09-5 - Villeneuve - square Antonio Machado
Le poète engagé aux côtés de la République espagnole
Le poète et prosateur intimiste et idéaliste qu’Antonio Machado est au début de sa carrière littéraire, va lentement acquérir la conviction qu’un intellectuel ne peut pas vivre à l’écart du monde dans lequel il baigne. Ainsi, en 1938, il déclare : « De spectateur de la politique, je suis soudain devenu un acteur passionné ». Cette année-là marque la fin des illusions du camp républicain face à l’inexorable avancée du camp fasciste. Machado constate que la défaite est en grande partie due à l’invasion de sa patrie par des forces étrangères qui financent et arment les franquistes. Pour autant, il ne s’avoue pas vaincu et continue à être un phare dans la nuit qui s’annonce. C’est pour cette raison qu’il reste le symbole de la République éternelle. Les visites qui lui sont rendues quotidiennement, sur sa tombe à Collioure, en témoignent.
La formation du jeune Antonio Machado
Antonio Cipriano José María Machado Ruiz est né à Séville le 26 juillet 1875. Arrivé, avec sa famille, à Madrid en 1883, il fait une partie de ses études à l’Institution Libre d’Enseignement – ILE. Cette institution est créée en 1876, peu après la fin de la 1ère République espagnole et le retour des Bourbons. Fortement inspirée par les idées modernistes, elle refuse toute inféodation aux préceptes religieux. Nul doute que le jeune Machado a été marqué par cette expérience éducative.
Au cours d’une vie de bohème dans le Madrid lumineux des intellectuels et des politiques de la fin du XIXe siècle, il pratique plusieurs métiers. Attiré par le théâtre, il devient acteur. Il collabore à la rédaction d’un Dictionnaire d’idées similaires, dirigé par le lexicologue et ancien ministre républicain Eduardo Benot.
Il se rend à Paris en 1899. S’étant découvert un penchant littéraire lors de ses études à l’ILE, il le cultive au contact d’intellectuels contemporains lors de ce séjour. On peut citer, entre autres, Paul Fort et Oscar Wilde. La poésie de Paul Verlaine est, pour Machado, une découverte. De retour à Madrid, il multiplie les rencontres avec des intellectuels liés au mouvement Moderniste, tel Juan Ramon Jimenez.
Machado, le poète
La poésie devient, pour Antonio Machado, une vraie passion. Il commence par publier ses premiers travaux dans les journaux. Puis son premier livre de poésies parait en 1903, sous le titre Soledades. Il publie, en 1907, une version enrichie sous le titre Soledades. Galerías. Otros poemas où transpire l’influence du Paris symboliste et du Madrid bohème. La même année, il occupe un poste de professeur de Français à Soria, tout près de Madrid. Confronté à la dure réalité du plateau castillan, sa personnalité évolue. Le poète lyrique et mystérieux s’éloigne de ses rêveries symbolistes. Dans son nouveau livre, Campos de Castilla, le poète exprime ses jugements avec force. Il se manifeste sans fioritures, devient éthique et patriote.

Entrées de données enregistrées:
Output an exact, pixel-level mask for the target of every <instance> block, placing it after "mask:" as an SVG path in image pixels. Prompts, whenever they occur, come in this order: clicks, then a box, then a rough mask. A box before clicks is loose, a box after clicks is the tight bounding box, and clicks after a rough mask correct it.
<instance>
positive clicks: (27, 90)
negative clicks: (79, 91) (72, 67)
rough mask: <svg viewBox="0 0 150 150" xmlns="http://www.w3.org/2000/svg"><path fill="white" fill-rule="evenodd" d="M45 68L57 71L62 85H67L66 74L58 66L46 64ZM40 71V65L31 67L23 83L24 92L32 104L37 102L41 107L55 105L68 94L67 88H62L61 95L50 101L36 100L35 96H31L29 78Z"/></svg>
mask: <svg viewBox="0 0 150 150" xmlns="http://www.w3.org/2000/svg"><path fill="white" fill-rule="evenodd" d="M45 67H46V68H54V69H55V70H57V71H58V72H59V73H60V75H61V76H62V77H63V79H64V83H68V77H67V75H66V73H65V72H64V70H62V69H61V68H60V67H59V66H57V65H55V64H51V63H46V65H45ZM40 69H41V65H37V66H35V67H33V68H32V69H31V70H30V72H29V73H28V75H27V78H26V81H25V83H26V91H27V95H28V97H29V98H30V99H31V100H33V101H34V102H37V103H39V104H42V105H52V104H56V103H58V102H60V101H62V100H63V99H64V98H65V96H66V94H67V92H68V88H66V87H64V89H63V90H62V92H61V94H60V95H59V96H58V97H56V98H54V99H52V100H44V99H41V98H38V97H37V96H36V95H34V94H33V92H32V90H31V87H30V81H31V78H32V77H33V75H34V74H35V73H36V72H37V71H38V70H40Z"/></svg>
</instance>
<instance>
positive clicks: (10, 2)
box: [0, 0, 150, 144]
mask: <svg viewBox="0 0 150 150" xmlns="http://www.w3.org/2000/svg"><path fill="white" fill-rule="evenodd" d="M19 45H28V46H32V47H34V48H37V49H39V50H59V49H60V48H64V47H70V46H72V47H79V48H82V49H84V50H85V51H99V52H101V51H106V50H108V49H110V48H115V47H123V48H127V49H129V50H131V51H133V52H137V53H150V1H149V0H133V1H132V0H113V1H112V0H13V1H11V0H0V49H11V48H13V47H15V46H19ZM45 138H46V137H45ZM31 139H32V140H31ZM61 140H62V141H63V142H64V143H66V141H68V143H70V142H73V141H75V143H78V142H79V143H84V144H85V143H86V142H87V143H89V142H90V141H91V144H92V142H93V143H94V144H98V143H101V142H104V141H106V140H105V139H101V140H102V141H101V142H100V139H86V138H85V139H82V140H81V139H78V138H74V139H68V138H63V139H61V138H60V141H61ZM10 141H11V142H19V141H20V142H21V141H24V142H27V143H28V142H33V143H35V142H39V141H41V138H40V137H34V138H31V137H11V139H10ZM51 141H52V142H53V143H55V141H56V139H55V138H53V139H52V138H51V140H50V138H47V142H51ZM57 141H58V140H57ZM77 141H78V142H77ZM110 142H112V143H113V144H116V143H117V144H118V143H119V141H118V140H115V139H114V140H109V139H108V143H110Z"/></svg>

Travail demandé: Recopiez à l'identique le passage du texte sur Antonio Machado qui s'ouvre sur les mots contenant « Au cours d’une » et se clôt sur « Juan Ramon Jimenez. ». Servez-vous uniquement du texte sur Antonio Machado.

Corrigé proposé:
Au cours d’une vie de bohème dans le Madrid lumineux des intellectuels et des politiques de la fin du XIXe siècle, il pratique plusieurs métiers. Attiré par le théâtre, il devient acteur. Il collabore à la rédaction d’un Dictionnaire d’idées similaires, dirigé par le lexicologue et ancien ministre républicain Eduardo Benot.
Il se rend à Paris en 1899. S’étant découvert un penchant littéraire lors de ses études à l’ILE, il le cultive au contact d’intellectuels contemporains lors de ce séjour. On peut citer, entre autres, Paul Fort et Oscar Wilde. La poésie de Paul Verlaine est, pour Machado, une découverte. De retour à Madrid, il multiplie les rencontres avec des intellectuels liés au mouvement Moderniste, tel Juan Ramon Jimenez.